Excerpted passage section start

PMID: 29512653

Authors:

Scapin G, Dandey VP, Zhang Z, Prosise W, Hruza A, Kelly T, Mayhood T, Strickland C, Potter CS, Carragher B

Title:

Structure of the Insulin Receptor-Insulin Complex by Single Particle CryoEM analysis.

Journal:

Nature. 2018 Feb 28. pii: nature26153. doi: 10.1038/nature26153.

Abstract:

The insulin receptor (IR) is a dimeric protein that plays a crucial role in controlling glucose homeostasis, regulating lipid, protein and carbohydrate metabolism, and modulating brain neurotransmitter levels(1,2). IR dysfunction has been associated with many diseases, including diabetes, cancer, and Alzheimer's disease(1,2,4). The primary sequence has been known since the 1980s(5), and is composed of an extracellular portion (ectodomain, ECD), a single transmembrane helix and an intracellular tyrosine kinase domain. Insulin binding to the dimeric ECD triggers kinase domain auto-phosphorylation and subsequent activation of downstream signaling molecules. Biochemical and mutagenesis data have identified two putative insulin binding sites (S1 and S2)(6). While insulin bound to an ECD fragment containing S1 and the apo ectodomain have been characterized structurally(7,8), details of insulin binding to the full receptor and the signal propagation mechanism are still not understood. Here we report single particle cryoEM reconstructions for the 1:2 (4.3 A) and 1:1 (7.4 A) IR ECD dimer:Insulin complexes. The symmetric 4.3 A structure shows two insulin molecules per dimer, each bound between the Leucine-rich sub domain L1 of one monomer and the first fibronectin-like domain (FnIII-1) of the other monomer, and making extensive interactions with the alpha subunit C-terminal helix (alpha-CT helix). The 7.4 A structure has only one similarly bound insulin per receptor dimer. The structures confirm the S1 binding interactions and define the full S2 binding site. These insulin receptor states suggest that recruitment of the alpha-CT helix upon binding of the first insulin changes the relative subdomain orientations and triggers downstream signal propagation.

Excerpted passage section end

# Requirement 1
In the insulin receptor abstract, what are the two putative insulin binding sites called?
# Requirement 2
Duplicate the portion of the insulin receptor abstract that begins at the words "Structure of the" and stops after "nature26153. doi: 10.1038/nature26153.".

Entries shown section start

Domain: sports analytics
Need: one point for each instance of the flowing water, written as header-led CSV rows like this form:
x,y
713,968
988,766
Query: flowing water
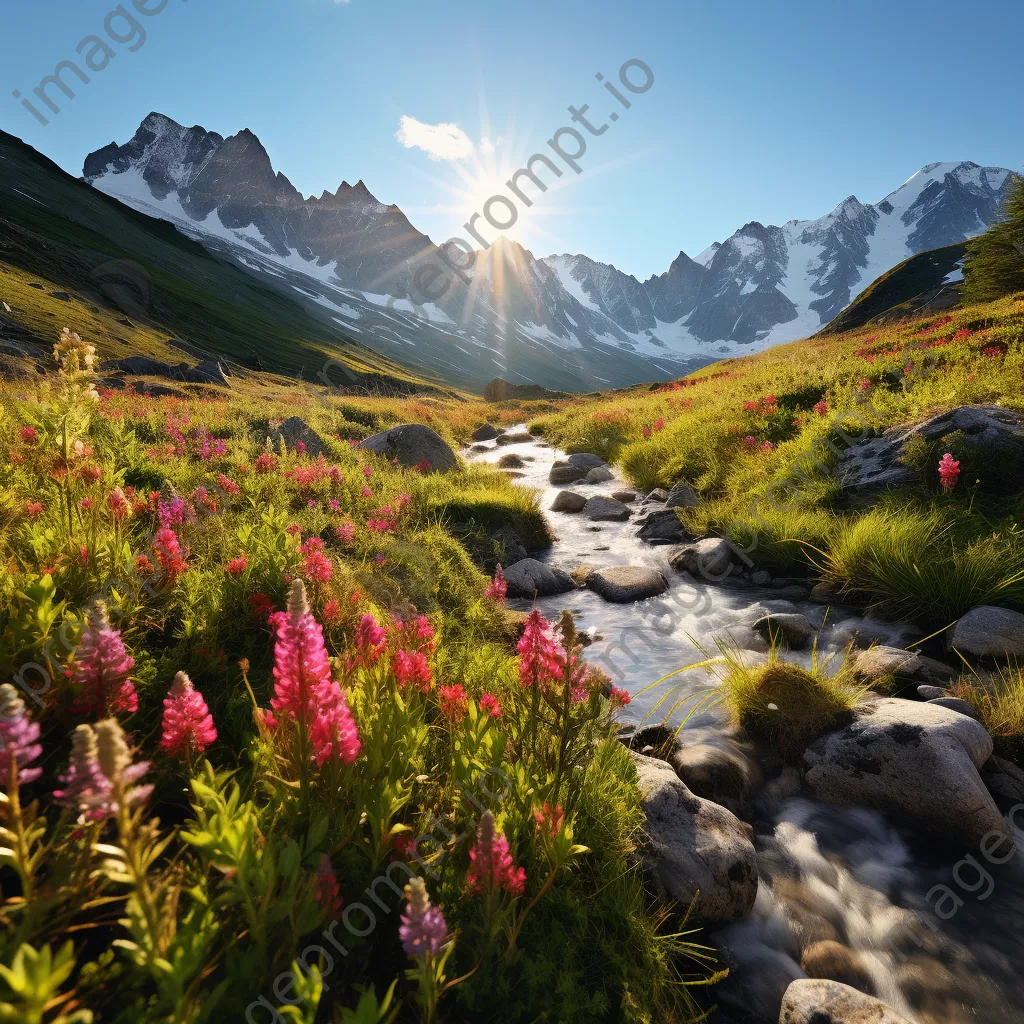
x,y
826,872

Entries shown section end

# Written response 1
S1 and S2

# Written response 2
Structure of the Insulin Receptor-Insulin Complex by Single Particle CryoEM analysis.

Journal:

Nature. 2018 Feb 28. pii: nature26153. doi: 10.1038/nature26153.